Okunacak Metin:
Ana içeriğe atla

Şirket - Dernek: Kaldırım Taşlarının Altında Kumsal Var!

"Adana Demirsporlular Tartışıyor: Şirketleşme" gündemimiz, okurlarımızın da yoğun katılımlarıyla sürüyor, şu ana kadar fikirlerini belirten herkese teşekkür ediyoruz ve daha fazlasını da bekliyoruz.

Öncelikle şunu bir kez daha ortaya koymakta fayda var, bu konuyu blogda şirketleşmenin bir gün UEFA ve TFF tarafından zorunlu kılınma ihtimali sebebiyle ele alıyoruz. Şirketleşmeye ilişkin altyapı yasalaştığında ne yapacağız sorusunun cevabını arıyoruz. Bu soruya ilişkin şu ana dek ortaya çıkan iki cevap var benim görebildiğim kadarıyla; ilki şirketleşme gündeme geldiğinde "nasıl şirketleşmeli" sorusunun cevabını oluşturarak hazırlıksız yakalanmamaya ilişkin. İkincisi, şirketleşme gündeme geldiğinde buna karşı koyabileceğimize, karşı koyma gerekliliğimize ve karşı koyma yöntemlerimize ilişkin.

Daha önceki yazı ve yorumlarda ortaya çıkan bir soru var; şirket yapısının dernek yapısından farkları nedir? Bunun cevabını ortaya koymak gerekiyor. Ben, daha öncede belirttiğim gibi şirketleşmeye karşıyım ve o gün geldiğinde buna karşı çıkabilecek gücün taraftarımızda olduğuna inanıyorum. Kendi bakış açımdan şirket-dernek arasındaki farklara değinmek bu noktada kritik oluyor;

1) Tanımları gereği; dernek, kar amacı gütmeyen bir yapıdır. Şirketin tek varoluş sebebi kar etmektir.

2) Dernekler, başta kurucu ve üyeleri olmak üzere topluma karşı sosyal sorumluluk taşırlar. Şirketlerin, yasal sorumlulukları dışında hiçbir sorumlulukları yoktur.

3) Derneklerin yaptıkları işleri değerlendiren mecra halktır. Adana Demirspor Kulübü Derneği'nin de, Papağan Sevenler Derneği'nin de, Yılmaz Güney Kısa Film Yönetmenleri Derneği'nin de "notunu" halk verir. Dernek, halka ulaşabildiği ve halkla bütünleşebildiği ölçüde kendi varlığını tamamlar ve sürdürür. Şirketleri ise, patronlar ve hissedarlar değerlendirir. Şirketlerin, halka bütünleşme gibi bir amaçları yoktur. Şirketler, halka yakınlaşma ilişkilerini yalnızca "kar" üzerinden kurarlar. Karlı olmayan bir alanda hiçbir şirket halktan yana bir tavır sergilemez, sergilemeye zorlanamaz, sergilenmesi beklenmez.

Çalışma Görevleri:
a. Şirketleşme yazısında şirketin tek varoluş sebebi ne olarak gösterilmektedir?
b. Aşağıdaki ifadelerin şirketleşme yazısıyla örtüşüp örtüşmediğini belirtiniz; her yanıtı evet veya hayır olarak veriniz ve belirleyici ifadeyi yazıdan aynen aktarınız.
(i) Yazar şirketleşmeye karşıdır.
(ii) Derneklerin yaptıkları işleri patronlar ve hissedarlar değerlendirir.
(iii) Konu blogda, şirketleşmenin bir gün UEFA ve TFF tarafından zorunlu kılınma ihtimali sebebiyle ele alınmaktadır.
c. Şirket ile dernek arasındaki farkları ele alan şirketleşme yazısını kaldığı yerden sürdürünüz.
Bu metinden sonra gelen veriler farklı bir kaynağa aittir.

Mevcut Veriler:

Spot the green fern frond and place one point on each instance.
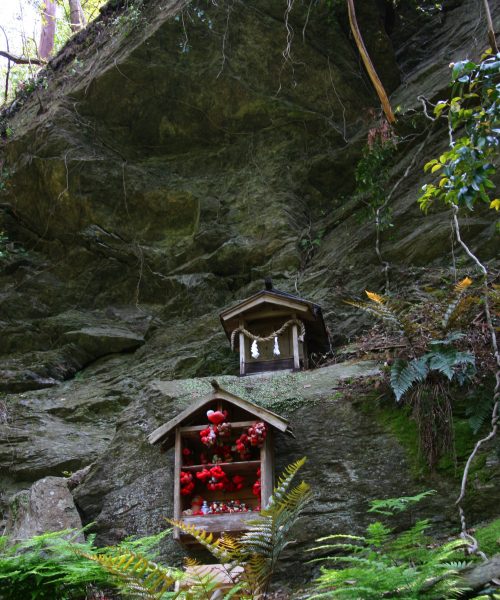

Alıştırma Sonuçları:
a. Kar etmek.

b.
(i) Evet: "Ben, daha öncede belirttiğim gibi şirketleşmeye karşıyım"
(ii) Hayır: "Derneklerin yaptıkları işleri değerlendiren mecra halktır."
(iii) Evet: "bu konuyu blogda şirketleşmenin bir gün UEFA ve TFF tarafından zorunlu kılınma ihtimali sebebiyle ele alıyoruz"

c.
4) Derneklerin yönetimleri, genel kurullar doğrultusunda değişebilir. Genel kurul üyelerinin doğru bulmadığı yönetimler devrilebilir, derneğe uygun olmayan üyeler atılabilir. Derneğin yönetim kuvveti üyelerinin elindedir. Şirketlerin yönetim kurulları da değişebilir ancak elinde hisseleri olan herhangi bir hissedar, hisselerini satması, bırakması için zorlanamaz. Şirketin yönetim kurulunun, hisselerin oranına göre belirlendiği yapılarda, elinde hissesi olan adam yasalara uygun davrandığı sürece devrilemez, düşürülemez, uzaklaştırılamaz.

5) Dernek üyeliği, kişiye özel ve kişi ile sınırlıdır. Papağan Sevenler Derneği'nin Başkanı'nın oğlu, bu derneğin doğal üyesi değildir, üyelik şartlarını yerine getirmesi gerekir. Başkan'ın oğlu bir sonraki başkan olabilir de, olmayabilir de. Bu, oğlunun dernek içerisindeki durumuna bağlıdır. Şirket hissedarlığı ise, babadan oğula/kıza geçer. Hisse senetleri, yasal mirasçılara bırakılabilir.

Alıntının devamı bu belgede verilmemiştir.